■ 課題 1 ■
介護職員の業務範囲に関する読解文の「そもそも、政府は「テクノロジ」から「でしょうかね?なんて勘ぐってしまいます。」まで（両端を含む）を、「政府」を「国」に置き換えて書き換えてください。
■ 課題 2 ■
介護職員の業務範囲に関する読解文によると、介護職員の業務範囲を明確化させようという提言は、どの会議で議題にあがっているか答えてください。

そもそも、政府は「テクノロジーを駆使して介護現場の人員配置を削減していく」という介護現場の実情に沿っていない方針を立てているのですから、それとも矛盾してしまいます。
ですから、恐らく上記の業務は「医療行為ではない」ということになるのではないかと予想しています。
最後に
今回は、政府が規制改革推進会議の中で15年ぶりに介護職員の業務範囲を明確化させようという提言が議題にあがっていることについて記事を書きました。
何でもかんでも政府を批判するつもりはありませんが、最終的な結果は現場職員の働き方や日々の業務に密接に関わってくるため注視していきたいところです。
今回の業務の明確な線引きだけでなく、全てにおいて「介護現場の実情に沿ったもの」になることを願っております。
コメント
①決まりは改定できるものですが、ここに来て政府が医療行為を定義しにかかると言うことは…また医療行為の緩和をしようとしているのでしょうかね?なんて勘ぐってしまいます。
詳しくは覚えていませんが、(こちらのブログで)そんな感じの記事を見て、吸引以外にも増えるのかと驚いた記憶がありますが、たぶん勘違いですね。
広義では介護も含まれると思いますが、とある考え方に「(市場に対して)政府の介入は悪影響しか及ぼさない」や余計なことしかしないなんて言及されていますが、まさにその通りだなと感じますね。

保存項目

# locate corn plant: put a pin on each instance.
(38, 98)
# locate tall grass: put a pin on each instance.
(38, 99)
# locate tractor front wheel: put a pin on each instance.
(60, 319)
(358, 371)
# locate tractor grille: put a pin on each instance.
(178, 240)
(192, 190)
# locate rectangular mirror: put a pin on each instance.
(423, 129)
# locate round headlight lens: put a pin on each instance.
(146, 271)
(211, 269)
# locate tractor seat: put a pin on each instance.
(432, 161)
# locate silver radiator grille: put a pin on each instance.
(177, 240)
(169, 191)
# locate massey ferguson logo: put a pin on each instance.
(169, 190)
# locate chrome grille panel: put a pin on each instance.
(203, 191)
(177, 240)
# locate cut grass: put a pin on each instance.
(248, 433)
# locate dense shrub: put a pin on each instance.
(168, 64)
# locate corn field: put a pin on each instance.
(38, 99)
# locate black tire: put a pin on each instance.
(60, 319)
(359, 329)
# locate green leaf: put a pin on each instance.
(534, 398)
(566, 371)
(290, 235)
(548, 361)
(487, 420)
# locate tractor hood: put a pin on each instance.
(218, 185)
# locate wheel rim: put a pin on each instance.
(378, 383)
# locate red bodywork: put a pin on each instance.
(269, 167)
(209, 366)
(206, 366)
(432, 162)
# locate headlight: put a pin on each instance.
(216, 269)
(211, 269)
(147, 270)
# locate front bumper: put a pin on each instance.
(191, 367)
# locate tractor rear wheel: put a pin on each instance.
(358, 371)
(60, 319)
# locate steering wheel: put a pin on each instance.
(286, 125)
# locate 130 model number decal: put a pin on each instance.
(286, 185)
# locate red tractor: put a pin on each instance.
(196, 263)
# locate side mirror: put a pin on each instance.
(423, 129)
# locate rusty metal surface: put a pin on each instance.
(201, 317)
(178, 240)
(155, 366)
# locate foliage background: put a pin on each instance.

■ 解答欄 1 ■
そもそも、国は「テクノロジーを駆使して介護現場の人員配置を削減していく」という介護現場の実情に沿っていない方針を立てているのですから、それとも矛盾してしまいます。
ですから、恐らく上記の業務は「医療行為ではない」ということになるのではないかと予想しています。
最後に
今回は、国が規制改革推進会議の中で15年ぶりに介護職員の業務範囲を明確化させようという提言が議題にあがっていることについて記事を書きました。
何でもかんでも国を批判するつもりはありませんが、最終的な結果は現場職員の働き方や日々の業務に密接に関わってくるため注視していきたいところです。
今回の業務の明確な線引きだけでなく、全てにおいて「介護現場の実情に沿ったもの」になることを願っております。
コメント
①決まりは改定できるものですが、ここに来て国が医療行為を定義しにかかると言うことは…また医療行為の緩和をしようとしているのでしょうかね?なんて勘ぐってしまいます。

■ 解答欄 2 ■
規制改革推進会議です。